## The problem
Copy the entries word for word, starting at the line containing "of the valley." and running through the last line of the entries, both ends included.
* Start Provided data *
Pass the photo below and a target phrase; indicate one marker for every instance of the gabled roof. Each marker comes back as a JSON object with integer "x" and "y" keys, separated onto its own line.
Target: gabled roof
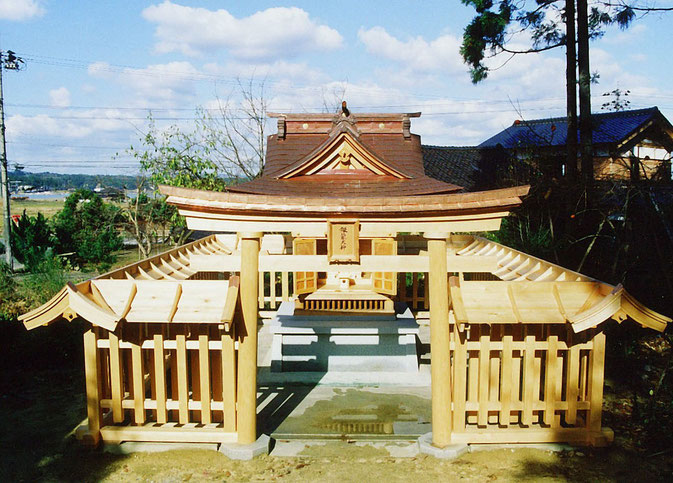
{"x": 301, "y": 160}
{"x": 532, "y": 290}
{"x": 613, "y": 128}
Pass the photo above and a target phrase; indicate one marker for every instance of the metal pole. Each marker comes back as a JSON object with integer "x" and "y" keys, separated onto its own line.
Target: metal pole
{"x": 5, "y": 178}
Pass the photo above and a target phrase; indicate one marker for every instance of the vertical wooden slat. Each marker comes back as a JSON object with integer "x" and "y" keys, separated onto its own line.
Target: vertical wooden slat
{"x": 174, "y": 414}
{"x": 195, "y": 379}
{"x": 160, "y": 378}
{"x": 116, "y": 379}
{"x": 92, "y": 374}
{"x": 473, "y": 368}
{"x": 272, "y": 287}
{"x": 572, "y": 383}
{"x": 426, "y": 297}
{"x": 550, "y": 395}
{"x": 460, "y": 373}
{"x": 229, "y": 380}
{"x": 285, "y": 285}
{"x": 528, "y": 378}
{"x": 182, "y": 378}
{"x": 261, "y": 290}
{"x": 138, "y": 380}
{"x": 484, "y": 353}
{"x": 596, "y": 372}
{"x": 204, "y": 372}
{"x": 506, "y": 377}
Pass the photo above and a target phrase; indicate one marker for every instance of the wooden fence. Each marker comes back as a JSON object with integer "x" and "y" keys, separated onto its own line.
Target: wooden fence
{"x": 526, "y": 383}
{"x": 159, "y": 382}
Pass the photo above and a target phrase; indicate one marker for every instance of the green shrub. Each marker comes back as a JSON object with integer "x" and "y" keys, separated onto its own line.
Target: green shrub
{"x": 12, "y": 304}
{"x": 44, "y": 281}
{"x": 32, "y": 240}
{"x": 86, "y": 227}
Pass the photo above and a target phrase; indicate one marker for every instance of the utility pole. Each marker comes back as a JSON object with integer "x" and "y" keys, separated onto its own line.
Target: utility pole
{"x": 11, "y": 62}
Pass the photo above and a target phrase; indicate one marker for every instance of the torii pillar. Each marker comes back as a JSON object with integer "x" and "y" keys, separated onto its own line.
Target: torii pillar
{"x": 246, "y": 414}
{"x": 440, "y": 360}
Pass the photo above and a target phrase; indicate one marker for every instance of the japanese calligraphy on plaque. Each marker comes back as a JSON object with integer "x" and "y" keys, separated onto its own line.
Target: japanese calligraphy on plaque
{"x": 343, "y": 241}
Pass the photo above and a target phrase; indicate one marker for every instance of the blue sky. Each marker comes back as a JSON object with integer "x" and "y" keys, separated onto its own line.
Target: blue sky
{"x": 95, "y": 68}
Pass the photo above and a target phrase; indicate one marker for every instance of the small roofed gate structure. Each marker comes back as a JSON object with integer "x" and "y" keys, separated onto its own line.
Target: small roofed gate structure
{"x": 517, "y": 351}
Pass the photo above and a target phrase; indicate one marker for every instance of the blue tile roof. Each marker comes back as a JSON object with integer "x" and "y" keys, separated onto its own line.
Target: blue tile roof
{"x": 609, "y": 127}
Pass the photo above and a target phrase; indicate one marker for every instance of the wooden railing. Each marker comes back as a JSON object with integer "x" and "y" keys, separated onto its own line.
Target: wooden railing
{"x": 411, "y": 288}
{"x": 526, "y": 383}
{"x": 144, "y": 379}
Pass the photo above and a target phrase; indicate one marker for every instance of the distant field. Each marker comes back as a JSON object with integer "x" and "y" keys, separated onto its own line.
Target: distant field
{"x": 32, "y": 207}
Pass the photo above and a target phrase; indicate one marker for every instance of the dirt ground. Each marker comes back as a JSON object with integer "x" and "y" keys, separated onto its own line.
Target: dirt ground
{"x": 39, "y": 412}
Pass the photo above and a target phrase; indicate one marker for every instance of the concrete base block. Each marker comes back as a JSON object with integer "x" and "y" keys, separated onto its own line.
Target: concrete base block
{"x": 246, "y": 452}
{"x": 452, "y": 451}
{"x": 130, "y": 447}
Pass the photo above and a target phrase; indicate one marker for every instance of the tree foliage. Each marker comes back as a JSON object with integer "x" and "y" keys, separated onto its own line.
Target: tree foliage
{"x": 498, "y": 21}
{"x": 86, "y": 227}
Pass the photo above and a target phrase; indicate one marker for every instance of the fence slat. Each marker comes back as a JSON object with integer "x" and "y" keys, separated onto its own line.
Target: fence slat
{"x": 204, "y": 372}
{"x": 182, "y": 378}
{"x": 484, "y": 359}
{"x": 160, "y": 378}
{"x": 285, "y": 286}
{"x": 550, "y": 395}
{"x": 272, "y": 287}
{"x": 426, "y": 292}
{"x": 116, "y": 381}
{"x": 506, "y": 378}
{"x": 195, "y": 378}
{"x": 138, "y": 381}
{"x": 261, "y": 290}
{"x": 596, "y": 371}
{"x": 528, "y": 379}
{"x": 229, "y": 380}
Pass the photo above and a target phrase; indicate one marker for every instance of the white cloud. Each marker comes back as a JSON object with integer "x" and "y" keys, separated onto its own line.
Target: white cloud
{"x": 274, "y": 32}
{"x": 20, "y": 9}
{"x": 59, "y": 97}
{"x": 417, "y": 54}
{"x": 92, "y": 122}
{"x": 166, "y": 83}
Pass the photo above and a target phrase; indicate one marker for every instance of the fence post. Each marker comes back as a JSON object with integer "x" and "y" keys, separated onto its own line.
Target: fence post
{"x": 92, "y": 372}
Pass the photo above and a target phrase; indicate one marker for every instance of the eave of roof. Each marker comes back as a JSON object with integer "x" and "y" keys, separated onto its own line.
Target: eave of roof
{"x": 393, "y": 206}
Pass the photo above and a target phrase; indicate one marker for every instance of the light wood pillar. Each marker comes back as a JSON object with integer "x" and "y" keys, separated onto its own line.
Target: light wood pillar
{"x": 440, "y": 362}
{"x": 92, "y": 374}
{"x": 246, "y": 415}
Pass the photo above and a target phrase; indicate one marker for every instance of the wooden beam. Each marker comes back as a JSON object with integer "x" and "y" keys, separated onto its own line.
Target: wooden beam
{"x": 320, "y": 263}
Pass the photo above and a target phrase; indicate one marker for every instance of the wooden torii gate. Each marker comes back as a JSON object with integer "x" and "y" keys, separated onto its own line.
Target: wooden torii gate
{"x": 516, "y": 355}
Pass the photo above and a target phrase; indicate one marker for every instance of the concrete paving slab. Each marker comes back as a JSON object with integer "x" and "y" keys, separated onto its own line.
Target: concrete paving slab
{"x": 246, "y": 452}
{"x": 130, "y": 447}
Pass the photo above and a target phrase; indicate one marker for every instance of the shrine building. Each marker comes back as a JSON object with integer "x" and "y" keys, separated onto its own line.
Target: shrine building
{"x": 344, "y": 236}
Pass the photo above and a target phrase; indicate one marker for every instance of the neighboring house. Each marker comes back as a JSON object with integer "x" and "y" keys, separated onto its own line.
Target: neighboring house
{"x": 473, "y": 168}
{"x": 633, "y": 144}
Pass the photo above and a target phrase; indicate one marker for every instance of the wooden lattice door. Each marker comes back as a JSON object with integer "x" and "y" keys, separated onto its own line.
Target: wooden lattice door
{"x": 384, "y": 282}
{"x": 305, "y": 282}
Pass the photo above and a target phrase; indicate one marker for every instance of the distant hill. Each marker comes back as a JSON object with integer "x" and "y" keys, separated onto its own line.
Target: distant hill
{"x": 56, "y": 181}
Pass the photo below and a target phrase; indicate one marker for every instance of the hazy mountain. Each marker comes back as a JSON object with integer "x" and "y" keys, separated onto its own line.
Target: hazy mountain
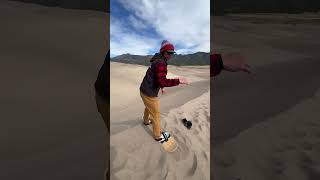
{"x": 196, "y": 59}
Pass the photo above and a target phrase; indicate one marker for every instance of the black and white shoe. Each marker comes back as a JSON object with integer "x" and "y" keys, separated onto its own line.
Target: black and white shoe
{"x": 164, "y": 137}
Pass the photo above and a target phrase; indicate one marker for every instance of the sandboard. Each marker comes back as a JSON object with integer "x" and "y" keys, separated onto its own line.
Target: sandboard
{"x": 170, "y": 145}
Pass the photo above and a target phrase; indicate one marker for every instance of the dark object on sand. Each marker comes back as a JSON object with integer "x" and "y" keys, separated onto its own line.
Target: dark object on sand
{"x": 187, "y": 123}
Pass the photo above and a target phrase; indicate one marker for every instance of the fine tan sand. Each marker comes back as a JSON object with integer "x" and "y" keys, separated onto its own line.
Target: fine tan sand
{"x": 134, "y": 153}
{"x": 266, "y": 125}
{"x": 50, "y": 128}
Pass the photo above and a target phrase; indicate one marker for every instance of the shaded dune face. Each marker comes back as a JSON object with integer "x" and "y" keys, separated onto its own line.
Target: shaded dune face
{"x": 99, "y": 5}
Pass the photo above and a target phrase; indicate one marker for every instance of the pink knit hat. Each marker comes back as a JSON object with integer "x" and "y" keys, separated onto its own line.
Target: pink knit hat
{"x": 166, "y": 46}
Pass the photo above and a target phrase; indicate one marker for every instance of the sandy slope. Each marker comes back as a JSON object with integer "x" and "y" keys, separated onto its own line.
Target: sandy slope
{"x": 134, "y": 153}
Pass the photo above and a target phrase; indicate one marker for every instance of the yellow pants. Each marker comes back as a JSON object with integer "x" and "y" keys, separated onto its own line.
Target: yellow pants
{"x": 152, "y": 108}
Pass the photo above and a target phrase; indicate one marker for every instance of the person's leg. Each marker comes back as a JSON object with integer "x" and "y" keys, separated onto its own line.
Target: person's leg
{"x": 146, "y": 116}
{"x": 153, "y": 107}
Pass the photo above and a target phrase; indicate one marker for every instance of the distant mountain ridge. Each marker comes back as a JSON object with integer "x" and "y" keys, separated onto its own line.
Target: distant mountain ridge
{"x": 196, "y": 59}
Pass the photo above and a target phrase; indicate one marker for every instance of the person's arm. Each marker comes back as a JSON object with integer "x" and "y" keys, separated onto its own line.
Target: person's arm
{"x": 161, "y": 79}
{"x": 216, "y": 64}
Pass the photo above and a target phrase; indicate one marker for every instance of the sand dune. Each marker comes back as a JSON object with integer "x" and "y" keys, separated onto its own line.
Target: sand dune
{"x": 134, "y": 153}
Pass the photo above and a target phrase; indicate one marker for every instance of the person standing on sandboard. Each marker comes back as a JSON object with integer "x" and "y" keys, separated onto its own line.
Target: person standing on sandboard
{"x": 154, "y": 80}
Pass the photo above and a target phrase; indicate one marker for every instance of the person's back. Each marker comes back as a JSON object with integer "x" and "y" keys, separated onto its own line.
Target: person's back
{"x": 149, "y": 86}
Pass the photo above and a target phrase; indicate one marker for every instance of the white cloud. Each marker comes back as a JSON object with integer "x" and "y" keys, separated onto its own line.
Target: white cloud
{"x": 136, "y": 23}
{"x": 124, "y": 40}
{"x": 183, "y": 22}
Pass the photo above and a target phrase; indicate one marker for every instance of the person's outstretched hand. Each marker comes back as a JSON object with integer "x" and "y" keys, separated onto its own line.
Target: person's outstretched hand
{"x": 235, "y": 62}
{"x": 183, "y": 81}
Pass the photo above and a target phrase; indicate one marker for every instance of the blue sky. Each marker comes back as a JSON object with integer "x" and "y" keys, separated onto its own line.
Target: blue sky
{"x": 139, "y": 26}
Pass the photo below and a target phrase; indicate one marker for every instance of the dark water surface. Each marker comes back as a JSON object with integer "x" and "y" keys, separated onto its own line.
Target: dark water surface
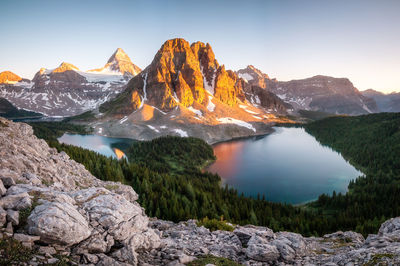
{"x": 287, "y": 166}
{"x": 104, "y": 145}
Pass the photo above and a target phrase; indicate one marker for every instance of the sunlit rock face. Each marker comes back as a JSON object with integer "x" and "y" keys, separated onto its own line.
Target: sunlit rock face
{"x": 186, "y": 92}
{"x": 8, "y": 77}
{"x": 182, "y": 74}
{"x": 120, "y": 62}
{"x": 66, "y": 90}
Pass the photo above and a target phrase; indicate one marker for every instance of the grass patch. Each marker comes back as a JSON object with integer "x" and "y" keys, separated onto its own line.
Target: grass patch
{"x": 214, "y": 224}
{"x": 213, "y": 260}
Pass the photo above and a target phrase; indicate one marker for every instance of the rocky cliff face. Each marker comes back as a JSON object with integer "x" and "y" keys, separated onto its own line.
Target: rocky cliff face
{"x": 184, "y": 91}
{"x": 100, "y": 223}
{"x": 386, "y": 102}
{"x": 318, "y": 93}
{"x": 71, "y": 212}
{"x": 66, "y": 90}
{"x": 181, "y": 74}
{"x": 119, "y": 62}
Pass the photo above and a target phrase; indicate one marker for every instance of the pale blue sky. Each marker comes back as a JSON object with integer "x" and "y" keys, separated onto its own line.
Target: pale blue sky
{"x": 285, "y": 39}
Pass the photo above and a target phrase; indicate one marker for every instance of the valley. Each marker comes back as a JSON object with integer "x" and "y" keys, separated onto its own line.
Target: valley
{"x": 199, "y": 133}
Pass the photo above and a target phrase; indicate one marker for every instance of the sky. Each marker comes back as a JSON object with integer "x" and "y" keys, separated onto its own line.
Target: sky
{"x": 286, "y": 39}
* End Provided data *
## Task answer
Pass the photo above and a target phrase; indicate one marker for every instance of the valley. Each marker comes back as a JSON object with integer "x" and "y" keys, separated onto its own line.
Target: valley
{"x": 199, "y": 133}
Pass the photo above and a target phrase; indicate one marker for every instance of the sky. Each marker comes back as a JSON object with integer "x" and "y" keys, separated onto its own line.
Target: sky
{"x": 286, "y": 39}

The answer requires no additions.